⟨
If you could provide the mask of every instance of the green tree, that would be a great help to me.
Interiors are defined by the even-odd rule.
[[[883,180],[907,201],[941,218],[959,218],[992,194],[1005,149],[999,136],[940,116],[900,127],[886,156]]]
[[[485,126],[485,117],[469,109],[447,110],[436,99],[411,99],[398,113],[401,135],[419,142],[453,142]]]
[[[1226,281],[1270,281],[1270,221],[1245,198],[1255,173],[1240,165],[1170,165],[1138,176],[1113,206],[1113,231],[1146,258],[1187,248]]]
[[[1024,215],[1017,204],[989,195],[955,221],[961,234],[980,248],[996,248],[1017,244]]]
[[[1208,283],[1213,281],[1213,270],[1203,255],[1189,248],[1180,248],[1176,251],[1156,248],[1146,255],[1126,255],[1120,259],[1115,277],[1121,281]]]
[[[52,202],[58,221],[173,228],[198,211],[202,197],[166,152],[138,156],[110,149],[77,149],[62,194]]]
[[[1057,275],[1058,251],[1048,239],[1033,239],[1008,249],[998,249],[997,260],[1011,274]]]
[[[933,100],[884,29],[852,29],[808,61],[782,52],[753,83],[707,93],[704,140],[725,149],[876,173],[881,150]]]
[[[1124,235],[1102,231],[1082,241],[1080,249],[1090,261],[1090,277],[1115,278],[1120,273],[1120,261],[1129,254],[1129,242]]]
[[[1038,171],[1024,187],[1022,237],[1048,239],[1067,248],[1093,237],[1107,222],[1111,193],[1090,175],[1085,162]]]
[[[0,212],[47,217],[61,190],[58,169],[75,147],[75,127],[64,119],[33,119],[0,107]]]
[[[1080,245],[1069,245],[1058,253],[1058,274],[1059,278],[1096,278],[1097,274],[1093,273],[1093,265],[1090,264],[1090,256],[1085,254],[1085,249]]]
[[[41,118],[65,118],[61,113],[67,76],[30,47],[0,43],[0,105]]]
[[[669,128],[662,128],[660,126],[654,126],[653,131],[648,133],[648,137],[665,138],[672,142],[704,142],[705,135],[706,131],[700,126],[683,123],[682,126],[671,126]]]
⟩
⟨
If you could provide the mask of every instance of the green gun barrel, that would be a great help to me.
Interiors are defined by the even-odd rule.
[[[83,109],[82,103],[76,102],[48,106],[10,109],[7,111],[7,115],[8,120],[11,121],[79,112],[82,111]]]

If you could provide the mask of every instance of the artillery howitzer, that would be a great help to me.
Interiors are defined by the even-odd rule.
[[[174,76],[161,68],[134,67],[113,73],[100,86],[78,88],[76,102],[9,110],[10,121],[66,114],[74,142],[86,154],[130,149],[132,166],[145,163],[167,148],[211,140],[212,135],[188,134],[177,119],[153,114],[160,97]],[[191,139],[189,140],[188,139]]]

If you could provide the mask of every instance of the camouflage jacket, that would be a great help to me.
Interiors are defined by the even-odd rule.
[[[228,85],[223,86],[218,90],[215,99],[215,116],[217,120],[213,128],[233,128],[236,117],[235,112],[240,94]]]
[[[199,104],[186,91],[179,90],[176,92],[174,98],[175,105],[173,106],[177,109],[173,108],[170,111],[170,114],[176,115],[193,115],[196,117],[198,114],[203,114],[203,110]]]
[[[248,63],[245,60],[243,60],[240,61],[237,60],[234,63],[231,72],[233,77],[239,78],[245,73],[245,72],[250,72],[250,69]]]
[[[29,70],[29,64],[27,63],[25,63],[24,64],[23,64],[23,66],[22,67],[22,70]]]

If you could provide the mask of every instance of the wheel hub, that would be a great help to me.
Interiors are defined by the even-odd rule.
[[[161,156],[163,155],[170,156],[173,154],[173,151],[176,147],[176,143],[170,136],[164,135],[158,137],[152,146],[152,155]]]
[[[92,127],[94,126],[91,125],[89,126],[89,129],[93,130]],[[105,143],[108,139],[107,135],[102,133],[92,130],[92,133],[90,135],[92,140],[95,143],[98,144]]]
⟩
* [INSTRUCTION]: Pull out every line of the records above that contains the word "could", matching case exactly.

* [FINAL ANSWER]:
If you could provide the mask of every instance of the green tree, that would be a great help to me.
If you could provide the mask of every instance of the green gun barrel, that would be a great help to me.
If you could provide the mask of every instance of the artillery howitzer, that would be a great help to me.
If you could provide the mask of every instance of the camouflage jacket, that would be a great help to me.
If you could provide the mask of every instance of the wheel hub, that would be a great help to me.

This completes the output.